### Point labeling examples
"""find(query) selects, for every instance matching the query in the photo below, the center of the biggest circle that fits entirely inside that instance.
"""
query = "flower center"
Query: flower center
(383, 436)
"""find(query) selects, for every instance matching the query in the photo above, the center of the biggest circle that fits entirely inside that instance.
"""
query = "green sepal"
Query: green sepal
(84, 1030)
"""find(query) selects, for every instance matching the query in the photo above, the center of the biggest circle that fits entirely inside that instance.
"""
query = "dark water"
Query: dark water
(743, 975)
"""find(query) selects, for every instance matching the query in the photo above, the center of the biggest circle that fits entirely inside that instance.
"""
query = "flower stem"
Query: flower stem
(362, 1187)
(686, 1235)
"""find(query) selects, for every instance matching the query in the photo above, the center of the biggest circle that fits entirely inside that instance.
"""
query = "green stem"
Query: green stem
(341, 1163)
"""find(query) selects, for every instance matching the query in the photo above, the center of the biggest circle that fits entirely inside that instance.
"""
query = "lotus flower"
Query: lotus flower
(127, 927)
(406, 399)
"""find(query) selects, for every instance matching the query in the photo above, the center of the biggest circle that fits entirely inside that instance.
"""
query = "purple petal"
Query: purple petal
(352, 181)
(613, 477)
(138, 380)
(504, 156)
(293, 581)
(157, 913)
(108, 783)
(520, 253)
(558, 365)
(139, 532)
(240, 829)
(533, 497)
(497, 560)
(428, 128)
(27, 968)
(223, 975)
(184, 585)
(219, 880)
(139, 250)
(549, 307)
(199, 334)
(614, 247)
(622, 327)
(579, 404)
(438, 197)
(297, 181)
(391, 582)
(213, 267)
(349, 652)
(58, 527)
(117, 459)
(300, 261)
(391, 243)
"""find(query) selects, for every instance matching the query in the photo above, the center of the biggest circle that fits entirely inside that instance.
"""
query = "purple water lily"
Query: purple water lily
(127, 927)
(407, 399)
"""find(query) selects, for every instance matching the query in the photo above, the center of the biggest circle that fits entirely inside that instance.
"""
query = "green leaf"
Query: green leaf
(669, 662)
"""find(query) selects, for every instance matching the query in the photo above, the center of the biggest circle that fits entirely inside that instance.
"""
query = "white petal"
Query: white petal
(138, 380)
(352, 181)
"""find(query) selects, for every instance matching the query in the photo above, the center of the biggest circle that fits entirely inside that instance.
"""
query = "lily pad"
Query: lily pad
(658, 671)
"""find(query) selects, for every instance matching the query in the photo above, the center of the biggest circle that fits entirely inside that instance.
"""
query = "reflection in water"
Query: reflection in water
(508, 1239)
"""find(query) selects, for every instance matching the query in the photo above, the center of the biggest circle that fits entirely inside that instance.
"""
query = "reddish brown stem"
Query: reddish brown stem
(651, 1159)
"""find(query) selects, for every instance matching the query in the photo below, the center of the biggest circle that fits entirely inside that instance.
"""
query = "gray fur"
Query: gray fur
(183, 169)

### YOUR INSTRUCTIONS
Please recast every line of the records above as a Markdown table with two columns, Row and Line, numbering the rows and omitting blank lines.

### EXERCISE OUTPUT
| Row | Line |
|---|---|
| 1 | """find(query) selects, for every instance matching the query in the photo below, the center of the biggest circle that fits entirely inside that instance. |
| 2 | """ |
| 3 | query = "flower center" |
| 4 | Query: flower center |
| 5 | (383, 436) |
| 6 | """find(query) selects, for every instance matching the query in the photo above, the center of the biggest circle that fits entirely inside that instance. |
| 7 | """ |
| 8 | query = "green sepal" |
| 9 | Query: green sepal |
| 10 | (84, 1030) |
| 11 | """find(query) selects, for every instance matching the query in the photo above, the center of the biggest circle that fits entirely inside that instance. |
| 12 | """ |
| 13 | query = "dark water" |
| 14 | Query: dark water |
| 15 | (743, 975) |
| 16 | """find(query) selects, for every instance matching the query in the photo above, the center of the biggest circle that fits entirely inside that instance. |
| 17 | """ |
| 18 | query = "flower stem" |
| 19 | Query: flower stem |
| 20 | (362, 1187) |
| 21 | (686, 1235) |
| 22 | """find(query) selects, for every instance matching the query in the photo above, the center of the biggest circle that fits entirely inside that instance. |
| 23 | """ |
| 24 | query = "green stem" |
| 25 | Query: green stem |
| 26 | (341, 1163) |
| 27 | """find(query) selects, for every instance matching the query in the photo above, the center of the biggest circle that fits entirely inside that instance. |
| 28 | """ |
| 29 | query = "lotus flower" |
| 30 | Query: lotus flower |
| 31 | (127, 927) |
| 32 | (406, 399) |
| 33 | """find(query) selects, for every instance matching the query in the photo above, the center of the biggest circle that fits entirely inside that instance. |
| 34 | """ |
| 35 | query = "purple petal" |
| 36 | Query: purple petal |
| 37 | (352, 181) |
| 38 | (613, 477) |
| 39 | (138, 380) |
| 40 | (504, 156) |
| 41 | (293, 581) |
| 42 | (157, 913) |
| 43 | (108, 783) |
| 44 | (520, 253) |
| 45 | (558, 365) |
| 46 | (139, 532) |
| 47 | (240, 829) |
| 48 | (533, 497) |
| 49 | (497, 560) |
| 50 | (428, 128) |
| 51 | (27, 968) |
| 52 | (223, 975) |
| 53 | (184, 585) |
| 54 | (219, 880) |
| 55 | (139, 250) |
| 56 | (549, 307) |
| 57 | (199, 334) |
| 58 | (614, 247) |
| 59 | (622, 327) |
| 60 | (579, 404) |
| 61 | (438, 197) |
| 62 | (297, 181) |
| 63 | (391, 582) |
| 64 | (213, 267) |
| 65 | (349, 652) |
| 66 | (58, 527) |
| 67 | (117, 459) |
| 68 | (300, 261) |
| 69 | (391, 243) |
| 70 | """find(query) selects, for every instance matching the query in the photo above, the center of the biggest circle that fits entirely inside that instance. |
| 71 | """ |
| 72 | query = "purple water lily" |
| 73 | Query: purple water lily |
| 74 | (127, 927) |
| 75 | (407, 399) |
| 76 | """find(query) selects, for every instance matching the query in the photo above, the center of the biggest circle that fits entirely inside that instance. |
| 77 | """ |
| 78 | query = "green leaf" |
| 79 | Query: green leaf |
| 80 | (669, 662) |
| 81 | """find(query) selects, for every instance matching the query in the photo above, the center of the biggest circle that fits entirely inside that instance. |
| 82 | """ |
| 83 | query = "white petal" |
| 84 | Query: white petal |
| 85 | (138, 380) |
| 86 | (352, 181) |
| 87 | """find(query) selects, for every instance matching the query in the photo above, the center of the biggest circle that fits entirely inside that instance. |
| 88 | """ |
| 89 | query = "lily pad" |
| 90 | Query: lily pad |
| 91 | (658, 671) |
| 92 | """find(query) selects, for every instance matching the query in the photo above, the center of the biggest circle that fits entirely inside that instance. |
| 93 | """ |
| 94 | query = "reflection in water" |
| 95 | Query: reflection in water |
| 96 | (508, 1239) |
| 97 | """find(query) selects, for every instance matching the query in the photo above, the center of the biggest circle that fits entirely inside that instance. |
| 98 | """ |
| 99 | query = "reddish brown stem" |
| 100 | Query: reddish brown stem |
| 101 | (651, 1159) |
| 102 | """find(query) selects, for every instance matching the query in the photo below, the center of the biggest circle that fits entirely inside that instance. |
| 103 | """ |
| 104 | query = "gray fur" |
| 105 | Query: gray fur |
| 106 | (183, 169) |